*** Text under study ***

In addition to posting ratings and reviews, Goodreads allows users to add books to “lists,” and the site displays the names of all of the lists that any given book has been added to. My favorite epitext for any of my books is the one shown below, which indicates that my book has been added to a list called “Self Taught Cave Dwelling Child Poets.”
I admit to being a self-taught poet, in the sense that I don’t have an MFA in creative writing or anything like that. However, I live not in a cave but in a Brooklyn brownstone. I am forty years old, but perhaps I am still a child at heart.
I have been commissioned on occasion to write computer-generated paratexts for computer-generated media. This includes writing the introduction for the liner notes for the LP of YACHT’s Chain Tripping (YACHT) which I’ve excerpted below:
Each of these hidden lakes has its own character and therefore its own charm. They show not only a childlike curiosity about the doings of the day and the things that befall people, but a childlike indifference to moral inference and justification. “California Dali / The dreamer is melting.” I do not know that even in this age of charlatanry, I could point to a more barefaced instance of imposture on the simplicity of the public to the public, or very creditable to myself.
I created this introduction by making a small corpus of introductory paratexts (drawn from Project Gutenberg), and then linked together sentences drawn from that corpus using semantic similarity. It was actually in the process of writing this introduction that I first learned about Genette’s theory of the paratext. Thank you to the research librarian at NYU who patiently responded to my question about whether or not there was an existing corpus out there of introductions and prefaces.
I also wrote a series of prose poems to accompany the GAN-generated images in Casey Reas’ Compressed Cinema, an art book forthcoming from Anteism. These poems are intended to serve both as a kind of introductory text for the book, and also as captions for the images, and so I consider them to be a kind of threshold (or paratext) to the images themselves. My method for creating these texts was to attempt to conceptually invert the process of generating an image from a GAN. To that end, I composed (by hand) one-sentence descriptions of each spread of GAN images in the book, and then used Facebook’s BART to iteratively expand these descriptions. As an example, here is one of the original GAN image spreads:
Here is my original ekphrastic description of this image:
The paint’s buckled: a shoulder’s thermocline, an elbow’s tentfold crook. Night, sheared off, drools a golden geode, then waltzes.

*** End of Text under study ***

### Check your understanding
**A)** In the essay on computer-generated paratexts, what tool did the author use to iteratively expand the hand-written one-sentence descriptions of the GAN image spreads?
**B)** Pick up the essay on computer-generated paratexts after its final sentence and carry it forward.

*** Record extracts ***

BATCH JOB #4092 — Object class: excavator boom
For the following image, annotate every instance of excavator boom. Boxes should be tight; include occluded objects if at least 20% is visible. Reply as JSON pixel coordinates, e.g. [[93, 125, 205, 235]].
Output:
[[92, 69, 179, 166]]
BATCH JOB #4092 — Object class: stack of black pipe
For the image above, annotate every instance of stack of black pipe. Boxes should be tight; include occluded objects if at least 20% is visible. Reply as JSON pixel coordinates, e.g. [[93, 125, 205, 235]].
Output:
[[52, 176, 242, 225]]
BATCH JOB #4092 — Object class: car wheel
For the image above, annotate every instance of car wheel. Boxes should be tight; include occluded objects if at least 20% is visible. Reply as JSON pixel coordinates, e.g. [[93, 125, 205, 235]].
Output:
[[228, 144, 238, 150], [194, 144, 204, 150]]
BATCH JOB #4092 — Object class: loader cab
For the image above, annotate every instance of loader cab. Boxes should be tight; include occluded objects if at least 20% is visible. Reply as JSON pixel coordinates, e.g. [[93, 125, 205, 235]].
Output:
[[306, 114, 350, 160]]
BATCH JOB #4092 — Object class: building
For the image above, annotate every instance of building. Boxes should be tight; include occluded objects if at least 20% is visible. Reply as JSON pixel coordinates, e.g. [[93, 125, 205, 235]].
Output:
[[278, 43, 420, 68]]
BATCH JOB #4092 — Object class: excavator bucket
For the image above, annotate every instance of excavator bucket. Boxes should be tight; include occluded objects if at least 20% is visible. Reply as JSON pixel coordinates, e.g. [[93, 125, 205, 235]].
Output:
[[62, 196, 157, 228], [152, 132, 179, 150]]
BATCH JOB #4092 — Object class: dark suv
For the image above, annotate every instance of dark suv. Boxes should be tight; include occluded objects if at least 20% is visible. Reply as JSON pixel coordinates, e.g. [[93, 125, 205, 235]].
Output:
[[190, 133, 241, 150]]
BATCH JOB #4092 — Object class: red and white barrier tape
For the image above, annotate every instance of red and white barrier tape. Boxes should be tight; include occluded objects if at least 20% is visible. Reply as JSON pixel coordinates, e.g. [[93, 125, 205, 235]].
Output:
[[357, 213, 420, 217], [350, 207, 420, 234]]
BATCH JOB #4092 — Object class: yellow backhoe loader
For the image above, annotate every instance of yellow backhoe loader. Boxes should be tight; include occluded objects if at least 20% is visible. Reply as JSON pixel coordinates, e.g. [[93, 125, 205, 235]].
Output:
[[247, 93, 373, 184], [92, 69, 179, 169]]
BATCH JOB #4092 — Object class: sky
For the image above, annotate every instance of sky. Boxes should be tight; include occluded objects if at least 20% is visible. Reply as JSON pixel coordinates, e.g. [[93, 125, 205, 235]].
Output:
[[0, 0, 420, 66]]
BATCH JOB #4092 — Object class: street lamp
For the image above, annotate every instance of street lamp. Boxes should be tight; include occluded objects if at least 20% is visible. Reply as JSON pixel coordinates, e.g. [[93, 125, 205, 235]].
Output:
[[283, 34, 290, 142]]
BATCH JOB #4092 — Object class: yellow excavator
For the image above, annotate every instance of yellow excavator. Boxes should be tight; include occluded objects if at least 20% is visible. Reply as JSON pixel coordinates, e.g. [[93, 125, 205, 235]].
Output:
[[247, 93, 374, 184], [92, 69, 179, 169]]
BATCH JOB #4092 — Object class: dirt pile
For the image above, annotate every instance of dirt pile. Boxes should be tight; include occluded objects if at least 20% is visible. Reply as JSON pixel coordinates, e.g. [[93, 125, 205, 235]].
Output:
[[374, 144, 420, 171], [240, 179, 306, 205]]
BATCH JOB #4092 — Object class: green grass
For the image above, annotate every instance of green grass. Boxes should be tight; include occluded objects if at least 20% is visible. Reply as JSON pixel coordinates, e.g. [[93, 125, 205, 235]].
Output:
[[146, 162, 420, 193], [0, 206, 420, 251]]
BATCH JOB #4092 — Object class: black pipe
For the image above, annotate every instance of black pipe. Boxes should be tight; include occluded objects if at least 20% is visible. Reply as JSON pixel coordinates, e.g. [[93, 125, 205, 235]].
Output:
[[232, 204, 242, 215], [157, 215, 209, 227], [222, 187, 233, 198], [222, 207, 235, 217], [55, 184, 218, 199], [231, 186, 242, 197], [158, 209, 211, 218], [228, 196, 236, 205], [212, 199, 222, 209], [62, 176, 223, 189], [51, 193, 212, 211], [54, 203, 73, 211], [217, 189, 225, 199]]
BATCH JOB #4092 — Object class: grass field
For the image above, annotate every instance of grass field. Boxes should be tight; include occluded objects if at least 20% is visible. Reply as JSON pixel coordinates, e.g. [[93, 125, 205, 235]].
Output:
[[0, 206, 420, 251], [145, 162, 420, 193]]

*** End of Record extracts ***

### Task-by-task answers
**A)** Facebook's BART.

**B)**
And here is the text, after having been “expanded” by BART:
The paint’s peeled away and the canvas has buckled: a shoulder’s exposed, a hand’s wrapped in a towel, a face’s tucked under a pillow, a head’s half hidden by an arm, a chest’s hidden behind a thermocline, an elbow’s tent fold over a crook. Night, sheared off, from the sky. The moon drools a golden tinge from the mouth of the cactus that lies in its mouth, then a yellow tinged from the top of the blackened geode, then waltzes.
My own descriptions were intentionally laconic, dense and ambiguous, to reflect the properties of the images that seemed most salient to me. The language model serves to “decompress” these descriptions, rendering the language more conventional.
In retrospect, the specific challenge of producing a computer-generated paratext is to make the paratext serve both its typical, Genette-esque function of relating the text to the world, while still serving and fitting in with the aesthetic and rhetorical goals of the work in question. That is, a computer-generated introduction should not only play the “game” of the computer-generated work, but it should also manage to successfully provide a way into the work in question. I’m not sure I succeeded in either of these cases, but I tried my best!
I also write paratexts for my own work, and depending on the project, writing these paratexts can be almost as labor-intensive as the process of producing the work itself. For example, my publisher asked me to write the descriptive copy for the back cover of my book Articulations. This was my first book of poetry, and I didn’t know that it was conventional for the poet to write their own copy for this purpose. The process… took forever, and I’m not totally satisfied with the result:
The poems in Articulations are the output of a computer program that extracts linguistic features from over two million lines of public domain poetry, then traces fluid paths between the lines based on their similarities. By turns propulsive and meditative, the poems demonstrate an intuitive coherence found outside the bounds of intentional semantic constraints. (Parrish, Articulations, back cover)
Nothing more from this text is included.